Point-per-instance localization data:
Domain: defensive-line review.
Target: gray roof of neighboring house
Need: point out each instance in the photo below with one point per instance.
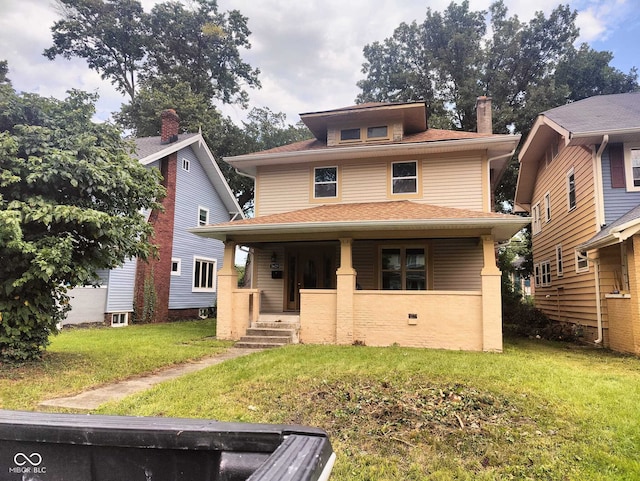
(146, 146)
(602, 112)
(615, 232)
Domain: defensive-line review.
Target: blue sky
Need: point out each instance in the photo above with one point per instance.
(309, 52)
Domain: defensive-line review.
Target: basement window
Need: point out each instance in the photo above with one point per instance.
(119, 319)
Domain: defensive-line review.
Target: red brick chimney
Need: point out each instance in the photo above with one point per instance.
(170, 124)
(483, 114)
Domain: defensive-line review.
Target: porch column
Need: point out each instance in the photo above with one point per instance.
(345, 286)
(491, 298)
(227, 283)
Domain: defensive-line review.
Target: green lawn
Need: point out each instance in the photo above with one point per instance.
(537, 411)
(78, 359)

--

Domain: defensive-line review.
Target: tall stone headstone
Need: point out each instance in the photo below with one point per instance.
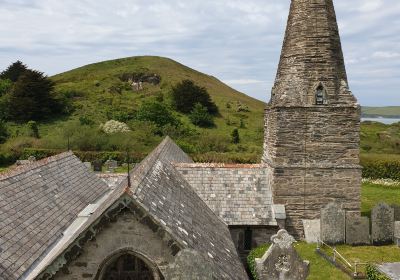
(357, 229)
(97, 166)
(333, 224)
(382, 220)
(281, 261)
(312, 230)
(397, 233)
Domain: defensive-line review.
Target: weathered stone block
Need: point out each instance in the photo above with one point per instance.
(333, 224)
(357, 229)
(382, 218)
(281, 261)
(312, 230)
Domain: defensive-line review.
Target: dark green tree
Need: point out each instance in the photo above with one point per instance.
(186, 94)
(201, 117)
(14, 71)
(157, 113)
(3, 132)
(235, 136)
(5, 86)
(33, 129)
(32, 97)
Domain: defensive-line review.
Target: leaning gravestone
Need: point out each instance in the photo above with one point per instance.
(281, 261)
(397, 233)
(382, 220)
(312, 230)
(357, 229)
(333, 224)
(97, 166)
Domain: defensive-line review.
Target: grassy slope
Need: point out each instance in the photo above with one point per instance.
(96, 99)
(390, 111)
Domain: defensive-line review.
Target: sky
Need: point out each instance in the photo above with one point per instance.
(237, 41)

• **ACTIVITY**:
What is the number of lines in the records holding "Target"? Give the number alone.

• **REPLY TO THE EXERCISE**:
12